### Short task
Please return every line of the records below verbatim, with nothing added or changed.

### Data provided
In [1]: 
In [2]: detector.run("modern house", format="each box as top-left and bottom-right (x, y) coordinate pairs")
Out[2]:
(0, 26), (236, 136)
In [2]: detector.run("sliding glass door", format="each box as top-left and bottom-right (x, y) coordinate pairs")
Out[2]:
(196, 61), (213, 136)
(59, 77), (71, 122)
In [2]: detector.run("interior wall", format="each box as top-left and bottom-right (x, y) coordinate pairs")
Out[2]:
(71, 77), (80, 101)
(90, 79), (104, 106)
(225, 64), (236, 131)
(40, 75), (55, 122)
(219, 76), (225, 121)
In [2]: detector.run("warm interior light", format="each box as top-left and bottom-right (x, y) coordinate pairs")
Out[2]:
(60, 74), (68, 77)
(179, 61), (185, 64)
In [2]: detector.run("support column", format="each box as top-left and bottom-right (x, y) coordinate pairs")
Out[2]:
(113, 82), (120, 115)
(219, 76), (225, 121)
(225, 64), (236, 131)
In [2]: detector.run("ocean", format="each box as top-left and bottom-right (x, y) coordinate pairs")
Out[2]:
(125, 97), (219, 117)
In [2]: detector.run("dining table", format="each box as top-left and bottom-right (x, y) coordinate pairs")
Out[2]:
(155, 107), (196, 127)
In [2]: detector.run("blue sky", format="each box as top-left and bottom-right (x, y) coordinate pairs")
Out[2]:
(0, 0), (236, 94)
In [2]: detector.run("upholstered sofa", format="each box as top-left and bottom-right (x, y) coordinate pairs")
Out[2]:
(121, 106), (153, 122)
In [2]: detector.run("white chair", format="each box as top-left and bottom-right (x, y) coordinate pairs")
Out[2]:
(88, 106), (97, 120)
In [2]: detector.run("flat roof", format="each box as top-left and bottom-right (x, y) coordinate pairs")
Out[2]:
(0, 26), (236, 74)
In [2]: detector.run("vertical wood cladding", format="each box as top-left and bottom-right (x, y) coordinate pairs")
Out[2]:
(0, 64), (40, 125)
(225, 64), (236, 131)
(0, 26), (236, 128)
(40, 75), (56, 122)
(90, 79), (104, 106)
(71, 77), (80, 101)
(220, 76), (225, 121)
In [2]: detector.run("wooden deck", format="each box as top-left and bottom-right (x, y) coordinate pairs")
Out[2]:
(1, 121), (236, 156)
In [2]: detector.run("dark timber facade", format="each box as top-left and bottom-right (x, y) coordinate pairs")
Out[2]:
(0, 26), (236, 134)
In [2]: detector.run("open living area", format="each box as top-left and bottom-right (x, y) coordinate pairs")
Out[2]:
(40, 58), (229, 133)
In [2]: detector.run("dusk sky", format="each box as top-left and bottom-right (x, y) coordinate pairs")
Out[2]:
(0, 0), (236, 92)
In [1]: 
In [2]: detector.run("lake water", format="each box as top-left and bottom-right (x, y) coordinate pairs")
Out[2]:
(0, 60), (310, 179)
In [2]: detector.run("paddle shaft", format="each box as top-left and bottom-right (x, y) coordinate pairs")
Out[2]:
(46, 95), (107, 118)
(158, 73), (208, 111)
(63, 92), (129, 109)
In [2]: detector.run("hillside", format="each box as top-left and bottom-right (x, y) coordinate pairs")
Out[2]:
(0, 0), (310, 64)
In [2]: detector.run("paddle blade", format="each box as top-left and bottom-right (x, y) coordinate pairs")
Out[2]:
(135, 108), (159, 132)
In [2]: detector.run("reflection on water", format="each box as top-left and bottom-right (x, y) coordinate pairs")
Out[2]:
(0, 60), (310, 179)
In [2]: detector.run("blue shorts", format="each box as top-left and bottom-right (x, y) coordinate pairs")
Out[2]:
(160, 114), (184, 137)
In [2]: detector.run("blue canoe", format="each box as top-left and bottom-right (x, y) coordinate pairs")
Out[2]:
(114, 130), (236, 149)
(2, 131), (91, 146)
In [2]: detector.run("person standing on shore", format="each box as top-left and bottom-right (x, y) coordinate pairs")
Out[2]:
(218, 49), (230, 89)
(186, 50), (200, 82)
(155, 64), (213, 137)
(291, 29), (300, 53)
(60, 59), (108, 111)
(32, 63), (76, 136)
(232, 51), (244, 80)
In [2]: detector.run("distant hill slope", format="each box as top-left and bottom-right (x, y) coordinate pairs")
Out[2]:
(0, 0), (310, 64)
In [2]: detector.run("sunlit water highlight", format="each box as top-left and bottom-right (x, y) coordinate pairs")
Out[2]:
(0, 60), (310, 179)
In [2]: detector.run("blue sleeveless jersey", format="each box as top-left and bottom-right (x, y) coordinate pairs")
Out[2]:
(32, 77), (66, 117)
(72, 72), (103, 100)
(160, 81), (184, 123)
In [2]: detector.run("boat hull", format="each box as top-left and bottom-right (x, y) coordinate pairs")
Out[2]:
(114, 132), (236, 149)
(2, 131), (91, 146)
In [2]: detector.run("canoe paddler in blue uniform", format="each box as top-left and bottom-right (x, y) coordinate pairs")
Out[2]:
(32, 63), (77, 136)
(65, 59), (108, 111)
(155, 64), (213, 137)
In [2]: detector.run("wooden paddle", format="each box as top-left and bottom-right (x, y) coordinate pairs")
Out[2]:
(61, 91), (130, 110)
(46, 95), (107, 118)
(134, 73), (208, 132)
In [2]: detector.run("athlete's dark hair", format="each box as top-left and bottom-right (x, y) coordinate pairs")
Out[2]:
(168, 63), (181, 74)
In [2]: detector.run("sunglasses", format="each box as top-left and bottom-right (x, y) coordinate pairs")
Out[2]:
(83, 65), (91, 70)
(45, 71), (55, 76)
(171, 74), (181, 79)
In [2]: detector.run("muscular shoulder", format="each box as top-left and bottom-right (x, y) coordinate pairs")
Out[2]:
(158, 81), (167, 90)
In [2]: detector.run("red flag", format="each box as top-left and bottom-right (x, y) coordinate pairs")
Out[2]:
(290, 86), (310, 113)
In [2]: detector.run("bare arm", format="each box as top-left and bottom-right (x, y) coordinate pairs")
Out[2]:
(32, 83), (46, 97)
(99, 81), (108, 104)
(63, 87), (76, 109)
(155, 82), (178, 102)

### Exercise answer
In [1]: 
In [2]: detector.run("modern house", format="each box as top-left and bottom-right (x, y) coordinate pairs")
Out[2]:
(0, 26), (236, 136)
In [2]: detector.run("sliding glass door", format="each box as top-left and bottom-right (x, y) coordinate pairs")
Out[2]:
(196, 61), (213, 136)
(59, 77), (71, 122)
In [2]: detector.run("interior wall", format="each box as top-left and bottom-right (x, y) coordinate pairs")
Out[2]:
(71, 77), (80, 101)
(90, 79), (104, 106)
(225, 64), (236, 131)
(40, 75), (55, 122)
(219, 76), (225, 121)
In [2]: detector.run("warm interior light", format="each box as top-left and bottom-right (x, y) coordinate pairs")
Out[2]:
(60, 74), (68, 77)
(179, 61), (185, 64)
In [2]: detector.run("support column", format="each box as top-left and bottom-right (x, y) coordinate pairs")
Out[2]:
(113, 82), (120, 115)
(219, 76), (225, 121)
(225, 64), (236, 131)
In [2]: detector.run("ocean", format="each box as top-left and bottom-right (x, y) coordinate pairs")
Out[2]:
(125, 97), (219, 117)
In [2]: detector.run("dining table", format="each box as top-left and bottom-right (x, y) coordinate pairs")
Out[2]:
(155, 107), (196, 127)
In [2]: detector.run("blue sky", format="each box as top-left and bottom-right (x, y) coordinate pairs")
Out[2]:
(0, 0), (236, 94)
In [2]: detector.run("upholstered sofa", format="each box as top-left and bottom-right (x, y) coordinate pairs")
Out[2]:
(121, 106), (153, 122)
In [2]: detector.run("white chair", format="each box as top-left and bottom-right (x, y) coordinate pairs")
Out[2]:
(88, 106), (97, 120)
In [2]: detector.run("flat roof", format="each box as top-left and bottom-right (x, y) coordinate pairs")
Out[2]:
(0, 26), (236, 74)
In [2]: detector.run("vertical wood cladding", format="each box as top-left and bottom-right (x, y) coordinate pairs")
Out[2]:
(0, 64), (40, 125)
(225, 64), (236, 131)
(0, 26), (236, 128)
(40, 75), (56, 122)
(90, 79), (104, 106)
(71, 77), (80, 101)
(220, 76), (225, 121)
In [2]: detector.run("wooden deck", format="each box as top-left and bottom-right (x, y) coordinate pairs")
Out[2]:
(1, 121), (236, 156)
In [2]: detector.run("dark timber facade", format="each box as top-left and bottom-right (x, y) coordinate pairs")
Out[2]:
(0, 26), (236, 134)
In [2]: detector.run("open living area", format="each box as top-left and bottom-right (x, y) coordinate pairs")
Out[2]:
(40, 58), (229, 133)
In [2]: detector.run("dusk sky", format="each box as top-left and bottom-right (x, y) coordinate pairs")
Out[2]:
(0, 0), (236, 92)
In [1]: 
In [2]: detector.run("lake water", format="each box as top-left and bottom-right (x, y) coordinate pairs")
Out[2]:
(0, 60), (310, 179)
In [2]: detector.run("paddle shaft", format="each box as top-left and bottom-right (x, y) coordinate pairs")
Out[2]:
(46, 95), (107, 118)
(158, 73), (208, 111)
(63, 92), (129, 109)
In [2]: detector.run("hillside", format="each box as top-left and bottom-right (x, y) coordinate pairs")
Out[2]:
(0, 0), (310, 64)
In [2]: detector.run("paddle blade", format="each box as top-left and bottom-right (x, y) coordinate pairs")
Out[2]:
(135, 108), (159, 132)
In [2]: detector.run("reflection on water", format="each box as top-left and bottom-right (x, y) coordinate pairs")
Out[2]:
(0, 60), (310, 179)
In [2]: detector.run("blue shorts", format="each box as top-left and bottom-right (x, y) coordinate pairs")
Out[2]:
(160, 114), (184, 137)
In [2]: detector.run("blue canoe", format="each box as top-left and bottom-right (x, y) coordinate pairs")
Out[2]:
(114, 130), (236, 149)
(2, 131), (91, 146)
In [2]: detector.run("person standing on shore", format="each box as top-left and bottom-right (x, y) coordinate pairs")
Out[2]:
(218, 49), (230, 89)
(186, 50), (200, 82)
(155, 64), (213, 137)
(291, 29), (300, 53)
(60, 59), (108, 111)
(32, 63), (76, 136)
(232, 51), (244, 80)
In [2]: detector.run("distant hill slope", format="each box as top-left and bottom-right (x, y) coordinate pairs")
Out[2]:
(0, 0), (310, 64)
In [2]: detector.run("sunlit water highlight", format="each box as top-left and bottom-right (x, y) coordinate pairs")
Out[2]:
(0, 60), (310, 179)
In [2]: detector.run("blue sleeveless jersey", format="each box as top-left and bottom-right (x, y) coordinate pairs")
Out[2]:
(32, 77), (66, 117)
(72, 72), (103, 100)
(160, 81), (184, 123)
In [2]: detector.run("boat hull", format="each box as top-left and bottom-right (x, y) coordinate pairs")
Out[2]:
(114, 132), (236, 149)
(2, 131), (91, 146)
In [2]: detector.run("canoe paddler in blue uniform", format="each box as top-left and bottom-right (x, y) coordinate pairs")
Out[2]:
(32, 63), (77, 136)
(65, 59), (108, 111)
(155, 64), (213, 137)
In [2]: detector.run("wooden paddle", format="each box as top-left and bottom-right (x, y) coordinate pairs")
Out[2]:
(61, 91), (130, 110)
(46, 95), (107, 118)
(134, 73), (208, 132)
In [2]: detector.run("athlete's dark hair", format="each box as top-left and bottom-right (x, y) coordinate pairs")
Out[2]:
(168, 63), (181, 74)
In [2]: detector.run("sunglasses", format="each box as top-left and bottom-right (x, y) coordinate pairs")
Out[2]:
(83, 65), (91, 70)
(45, 71), (55, 76)
(171, 74), (181, 79)
In [2]: detector.run("muscular shoulder", format="each box as top-left and bottom-right (x, y) coordinate pairs")
Out[2]:
(158, 81), (167, 90)
In [2]: detector.run("red flag", format="each box as top-left and bottom-right (x, y) coordinate pairs")
Out[2]:
(290, 86), (310, 113)
In [2]: detector.run("bare arm", format="each box as top-left and bottom-right (x, y) coordinate pairs")
Out[2]:
(32, 83), (46, 97)
(99, 81), (108, 104)
(63, 87), (76, 109)
(155, 82), (178, 102)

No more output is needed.